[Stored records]
········

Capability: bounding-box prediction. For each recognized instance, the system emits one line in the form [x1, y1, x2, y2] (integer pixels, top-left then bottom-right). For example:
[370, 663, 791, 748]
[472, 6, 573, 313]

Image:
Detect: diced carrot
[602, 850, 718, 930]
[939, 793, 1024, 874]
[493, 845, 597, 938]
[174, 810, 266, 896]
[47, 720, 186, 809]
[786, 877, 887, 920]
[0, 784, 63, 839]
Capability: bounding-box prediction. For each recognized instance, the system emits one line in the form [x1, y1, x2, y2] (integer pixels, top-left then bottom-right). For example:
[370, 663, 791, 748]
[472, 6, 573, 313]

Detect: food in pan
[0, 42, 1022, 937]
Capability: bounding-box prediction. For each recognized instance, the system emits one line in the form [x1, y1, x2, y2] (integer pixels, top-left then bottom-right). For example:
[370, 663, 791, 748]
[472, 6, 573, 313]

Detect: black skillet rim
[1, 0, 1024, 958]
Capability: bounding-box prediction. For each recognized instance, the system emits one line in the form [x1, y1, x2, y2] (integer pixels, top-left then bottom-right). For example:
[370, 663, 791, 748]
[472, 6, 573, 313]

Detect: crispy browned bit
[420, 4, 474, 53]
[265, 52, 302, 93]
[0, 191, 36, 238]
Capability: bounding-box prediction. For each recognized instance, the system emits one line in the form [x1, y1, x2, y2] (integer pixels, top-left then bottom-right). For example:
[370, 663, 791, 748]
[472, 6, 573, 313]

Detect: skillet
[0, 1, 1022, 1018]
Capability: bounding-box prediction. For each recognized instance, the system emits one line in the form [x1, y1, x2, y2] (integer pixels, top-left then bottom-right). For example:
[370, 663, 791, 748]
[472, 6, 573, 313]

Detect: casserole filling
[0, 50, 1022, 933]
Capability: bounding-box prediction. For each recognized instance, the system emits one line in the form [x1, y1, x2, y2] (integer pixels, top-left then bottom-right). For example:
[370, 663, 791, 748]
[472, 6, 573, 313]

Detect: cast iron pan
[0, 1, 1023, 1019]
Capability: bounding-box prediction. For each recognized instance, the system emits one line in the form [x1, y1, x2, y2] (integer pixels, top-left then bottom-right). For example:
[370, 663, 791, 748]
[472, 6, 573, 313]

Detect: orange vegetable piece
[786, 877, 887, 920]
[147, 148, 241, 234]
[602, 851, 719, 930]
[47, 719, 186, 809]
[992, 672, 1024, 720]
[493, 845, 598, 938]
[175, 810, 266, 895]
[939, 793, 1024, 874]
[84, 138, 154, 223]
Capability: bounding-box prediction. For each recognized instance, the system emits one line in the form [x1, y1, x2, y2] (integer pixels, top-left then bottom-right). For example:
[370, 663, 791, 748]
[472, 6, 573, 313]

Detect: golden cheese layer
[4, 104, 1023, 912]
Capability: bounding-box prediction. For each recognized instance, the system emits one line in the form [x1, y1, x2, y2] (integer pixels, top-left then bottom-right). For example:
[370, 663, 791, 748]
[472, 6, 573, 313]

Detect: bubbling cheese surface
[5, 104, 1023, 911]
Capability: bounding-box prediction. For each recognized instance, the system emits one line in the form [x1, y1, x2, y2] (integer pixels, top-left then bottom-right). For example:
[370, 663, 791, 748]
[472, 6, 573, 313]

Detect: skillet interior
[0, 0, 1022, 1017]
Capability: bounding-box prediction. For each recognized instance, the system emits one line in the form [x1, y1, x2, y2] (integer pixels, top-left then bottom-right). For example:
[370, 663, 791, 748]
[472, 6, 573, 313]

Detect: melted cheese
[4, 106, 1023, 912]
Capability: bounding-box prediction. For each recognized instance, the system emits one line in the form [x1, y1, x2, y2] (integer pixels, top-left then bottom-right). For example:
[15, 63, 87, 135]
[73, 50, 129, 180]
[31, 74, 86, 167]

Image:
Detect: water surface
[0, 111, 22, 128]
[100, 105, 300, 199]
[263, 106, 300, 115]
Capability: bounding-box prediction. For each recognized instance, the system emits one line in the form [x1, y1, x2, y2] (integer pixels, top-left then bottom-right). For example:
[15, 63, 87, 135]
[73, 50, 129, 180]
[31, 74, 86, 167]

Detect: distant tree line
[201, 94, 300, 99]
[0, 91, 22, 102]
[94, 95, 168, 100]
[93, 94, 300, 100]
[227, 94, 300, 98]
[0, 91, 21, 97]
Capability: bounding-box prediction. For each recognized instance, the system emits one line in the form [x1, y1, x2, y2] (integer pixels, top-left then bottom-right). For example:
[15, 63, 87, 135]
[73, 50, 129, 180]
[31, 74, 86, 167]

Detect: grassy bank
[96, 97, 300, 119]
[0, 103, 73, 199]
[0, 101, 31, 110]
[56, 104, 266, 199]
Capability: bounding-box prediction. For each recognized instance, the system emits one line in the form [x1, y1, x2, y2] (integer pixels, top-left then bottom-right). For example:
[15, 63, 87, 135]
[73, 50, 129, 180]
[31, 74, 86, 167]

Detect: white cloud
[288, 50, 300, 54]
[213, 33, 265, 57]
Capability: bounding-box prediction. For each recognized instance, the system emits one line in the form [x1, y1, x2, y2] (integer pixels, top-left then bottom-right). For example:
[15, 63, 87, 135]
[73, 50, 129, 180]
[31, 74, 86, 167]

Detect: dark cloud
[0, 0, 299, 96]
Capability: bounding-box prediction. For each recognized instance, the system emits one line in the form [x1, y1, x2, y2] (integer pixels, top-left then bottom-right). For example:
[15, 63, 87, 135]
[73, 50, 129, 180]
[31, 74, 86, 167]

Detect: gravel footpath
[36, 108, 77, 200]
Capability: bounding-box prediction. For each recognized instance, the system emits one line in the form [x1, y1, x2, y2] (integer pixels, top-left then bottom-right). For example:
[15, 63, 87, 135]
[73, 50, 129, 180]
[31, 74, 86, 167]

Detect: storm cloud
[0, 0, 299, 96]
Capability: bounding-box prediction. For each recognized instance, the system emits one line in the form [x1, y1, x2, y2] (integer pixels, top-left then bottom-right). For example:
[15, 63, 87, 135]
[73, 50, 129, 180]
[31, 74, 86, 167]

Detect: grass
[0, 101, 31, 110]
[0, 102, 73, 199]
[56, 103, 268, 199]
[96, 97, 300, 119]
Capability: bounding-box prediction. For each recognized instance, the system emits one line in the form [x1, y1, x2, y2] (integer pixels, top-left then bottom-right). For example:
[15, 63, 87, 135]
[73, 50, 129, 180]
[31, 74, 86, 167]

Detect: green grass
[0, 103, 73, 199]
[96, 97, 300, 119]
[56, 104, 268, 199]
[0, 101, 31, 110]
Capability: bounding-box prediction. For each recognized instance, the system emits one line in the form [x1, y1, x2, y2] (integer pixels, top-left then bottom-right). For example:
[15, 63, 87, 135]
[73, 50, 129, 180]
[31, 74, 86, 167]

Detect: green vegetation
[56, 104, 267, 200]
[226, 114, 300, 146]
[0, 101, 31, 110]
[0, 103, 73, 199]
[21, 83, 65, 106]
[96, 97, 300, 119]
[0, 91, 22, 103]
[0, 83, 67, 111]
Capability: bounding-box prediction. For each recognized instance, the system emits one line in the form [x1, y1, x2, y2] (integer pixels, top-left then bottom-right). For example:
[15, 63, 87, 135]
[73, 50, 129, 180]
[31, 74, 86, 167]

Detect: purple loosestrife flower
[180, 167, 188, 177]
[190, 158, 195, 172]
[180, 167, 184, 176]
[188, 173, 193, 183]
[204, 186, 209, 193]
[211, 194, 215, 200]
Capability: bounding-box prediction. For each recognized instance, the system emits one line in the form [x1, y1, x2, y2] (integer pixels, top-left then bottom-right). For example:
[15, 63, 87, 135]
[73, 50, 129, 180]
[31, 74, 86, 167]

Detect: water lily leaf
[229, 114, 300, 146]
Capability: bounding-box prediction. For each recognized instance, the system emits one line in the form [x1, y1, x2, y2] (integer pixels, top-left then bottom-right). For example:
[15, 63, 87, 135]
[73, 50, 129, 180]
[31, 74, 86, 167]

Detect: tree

········

From the line containing "Detect: purple loosestrife flower" down to the last line of the data above, copy every line exactly; leave out all other lines.

Detect: purple loosestrife flower
[180, 167, 188, 177]
[190, 158, 195, 172]
[180, 167, 184, 176]
[188, 173, 193, 183]
[204, 186, 209, 193]
[211, 194, 215, 200]
Capability: bounding-box prediction. For each recognized instance, the system emits one line in the form [x1, y1, x2, y2] (integer pixels, top-left then bottom-right). For example:
[15, 63, 87, 135]
[73, 50, 129, 180]
[31, 74, 86, 167]

Detect: water lily leaf
[229, 114, 300, 146]
Capability: bounding-box prediction. For each recognized instance, the system emits one line in the form [x1, y1, x2, y2] (integer pixels, top-left then bottom-right). For example:
[15, 63, 87, 135]
[73, 50, 129, 180]
[31, 74, 86, 167]

Detect: tree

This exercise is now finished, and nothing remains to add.